* Page extract *

Shares which have been exchanged by a participant as full or partial payment to
the Company in connection with any award under the Plan also shall thereafter
be available for the granting of other awards. In instances where a stock
appreciation right ("SAR") or other award is settled in cash, the shares
covered by such award shall remain available for issuance under the Plan.
Likewise, the payment of cash dividends and dividend equivalents paid in cash
in conjunction with outstanding awards shall not be counted against the shares
available for issuance. Any shares that are issued by the Company, and any
awards that are granted through the assumption of, or in substitution for,
outstanding awards previously granted by an acquired entity shall not be
counted against the shares available for issuance under the Plan.

   Any shares of Stock issued under the Plan may consist in whole or in part of
authorized and unissued shares or of treasury shares, and no fractional shares
shall be issued under the Plan. Cash may be paid in lieu of any fractional
shares in settlements of awards under the Plan.

* What you should do *
Do the following statements agree with the stock plan excerpt? Answer yes or no for each, and quote the words from the excerpt that decide it.
(a) Fractional shares may be issued under the Plan.
(b) When a stock appreciation right is settled in cash, the shares covered by it stay available for issuance under the Plan.
(c) Cash dividends paid on outstanding awards are counted against the shares available for issuance.

* Data section *
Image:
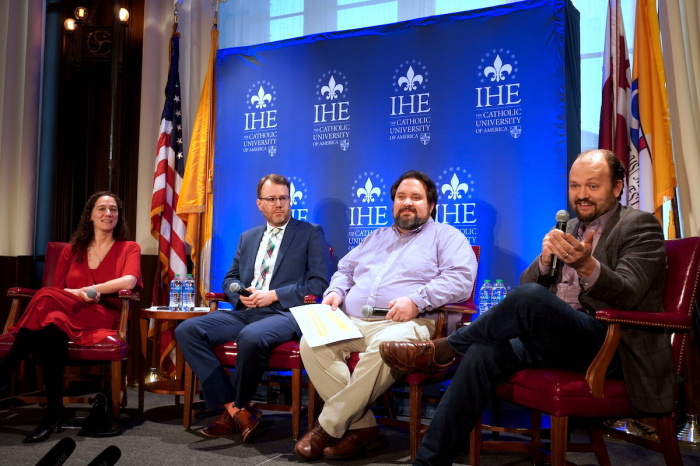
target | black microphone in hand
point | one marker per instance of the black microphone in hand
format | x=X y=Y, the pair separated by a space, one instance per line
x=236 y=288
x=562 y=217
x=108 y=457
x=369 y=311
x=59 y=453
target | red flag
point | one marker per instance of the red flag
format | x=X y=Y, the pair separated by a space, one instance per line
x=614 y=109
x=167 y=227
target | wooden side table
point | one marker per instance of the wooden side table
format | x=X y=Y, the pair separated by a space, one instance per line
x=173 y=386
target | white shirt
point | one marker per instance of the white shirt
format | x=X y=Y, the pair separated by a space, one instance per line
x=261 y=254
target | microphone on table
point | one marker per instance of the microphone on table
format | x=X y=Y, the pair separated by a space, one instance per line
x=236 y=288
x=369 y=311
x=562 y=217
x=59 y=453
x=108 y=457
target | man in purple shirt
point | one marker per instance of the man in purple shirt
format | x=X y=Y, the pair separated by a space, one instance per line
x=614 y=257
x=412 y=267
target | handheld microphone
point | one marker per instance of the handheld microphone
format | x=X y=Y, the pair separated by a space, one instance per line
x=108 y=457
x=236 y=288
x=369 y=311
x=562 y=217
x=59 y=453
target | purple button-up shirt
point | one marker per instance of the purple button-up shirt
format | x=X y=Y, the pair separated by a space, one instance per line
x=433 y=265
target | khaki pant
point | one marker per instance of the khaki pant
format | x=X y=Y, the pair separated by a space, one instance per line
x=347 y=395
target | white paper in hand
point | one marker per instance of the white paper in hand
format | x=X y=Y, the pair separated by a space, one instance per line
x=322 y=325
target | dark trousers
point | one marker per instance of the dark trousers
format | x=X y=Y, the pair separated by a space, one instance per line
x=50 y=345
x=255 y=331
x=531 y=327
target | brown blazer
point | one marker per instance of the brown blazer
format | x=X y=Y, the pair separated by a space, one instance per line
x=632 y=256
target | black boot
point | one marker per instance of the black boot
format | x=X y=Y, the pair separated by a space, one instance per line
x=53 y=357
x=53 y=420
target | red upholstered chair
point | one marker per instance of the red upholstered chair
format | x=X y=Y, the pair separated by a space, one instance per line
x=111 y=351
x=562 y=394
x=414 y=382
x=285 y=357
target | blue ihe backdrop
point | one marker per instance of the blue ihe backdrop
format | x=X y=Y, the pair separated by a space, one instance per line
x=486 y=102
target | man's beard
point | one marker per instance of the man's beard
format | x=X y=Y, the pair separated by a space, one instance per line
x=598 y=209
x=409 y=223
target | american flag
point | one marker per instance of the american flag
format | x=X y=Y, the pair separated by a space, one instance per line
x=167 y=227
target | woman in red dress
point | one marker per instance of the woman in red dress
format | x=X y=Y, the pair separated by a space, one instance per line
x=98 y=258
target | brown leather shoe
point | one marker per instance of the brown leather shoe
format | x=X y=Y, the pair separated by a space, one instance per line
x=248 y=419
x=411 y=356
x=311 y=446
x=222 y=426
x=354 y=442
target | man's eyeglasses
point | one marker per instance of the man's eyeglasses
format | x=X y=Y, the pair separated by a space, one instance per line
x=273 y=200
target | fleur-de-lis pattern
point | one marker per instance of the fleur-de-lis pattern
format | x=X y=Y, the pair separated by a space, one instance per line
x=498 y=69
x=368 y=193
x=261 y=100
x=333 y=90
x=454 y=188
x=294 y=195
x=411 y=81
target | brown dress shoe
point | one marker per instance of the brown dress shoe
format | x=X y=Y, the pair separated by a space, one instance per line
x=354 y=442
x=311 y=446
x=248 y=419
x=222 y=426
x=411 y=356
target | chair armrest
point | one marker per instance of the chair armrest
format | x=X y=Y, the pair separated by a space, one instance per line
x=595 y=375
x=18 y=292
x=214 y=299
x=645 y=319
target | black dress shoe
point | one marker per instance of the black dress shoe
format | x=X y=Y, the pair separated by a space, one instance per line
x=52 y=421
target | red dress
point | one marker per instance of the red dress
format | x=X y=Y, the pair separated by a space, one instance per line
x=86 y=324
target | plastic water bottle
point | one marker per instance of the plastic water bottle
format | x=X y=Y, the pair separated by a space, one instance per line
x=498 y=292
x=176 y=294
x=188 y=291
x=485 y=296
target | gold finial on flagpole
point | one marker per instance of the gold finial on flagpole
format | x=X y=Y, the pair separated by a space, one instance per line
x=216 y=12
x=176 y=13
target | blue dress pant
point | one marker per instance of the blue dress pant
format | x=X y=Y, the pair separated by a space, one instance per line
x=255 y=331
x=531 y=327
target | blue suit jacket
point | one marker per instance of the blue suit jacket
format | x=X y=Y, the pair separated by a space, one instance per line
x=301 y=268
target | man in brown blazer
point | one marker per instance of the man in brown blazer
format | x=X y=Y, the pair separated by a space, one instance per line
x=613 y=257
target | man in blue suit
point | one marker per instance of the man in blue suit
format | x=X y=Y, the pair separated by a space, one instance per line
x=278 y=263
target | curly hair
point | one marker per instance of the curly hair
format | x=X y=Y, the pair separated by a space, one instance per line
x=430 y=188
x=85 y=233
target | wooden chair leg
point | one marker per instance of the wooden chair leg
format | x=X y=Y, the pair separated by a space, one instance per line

==

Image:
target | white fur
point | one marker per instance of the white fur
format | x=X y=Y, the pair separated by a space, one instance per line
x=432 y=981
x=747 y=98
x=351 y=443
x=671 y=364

* Written answer *
(a) No: "no fractional shares shall be issued under the Plan"
(b) Yes: "In instances where a stock appreciation right ("SAR") or other award is settled in cash, the shares covered by such award shall remain available for issuance under the Plan."
(c) No: "the payment of cash dividends and dividend equivalents paid in cash in conjunction with outstanding awards shall not be counted against the shares available for issuance"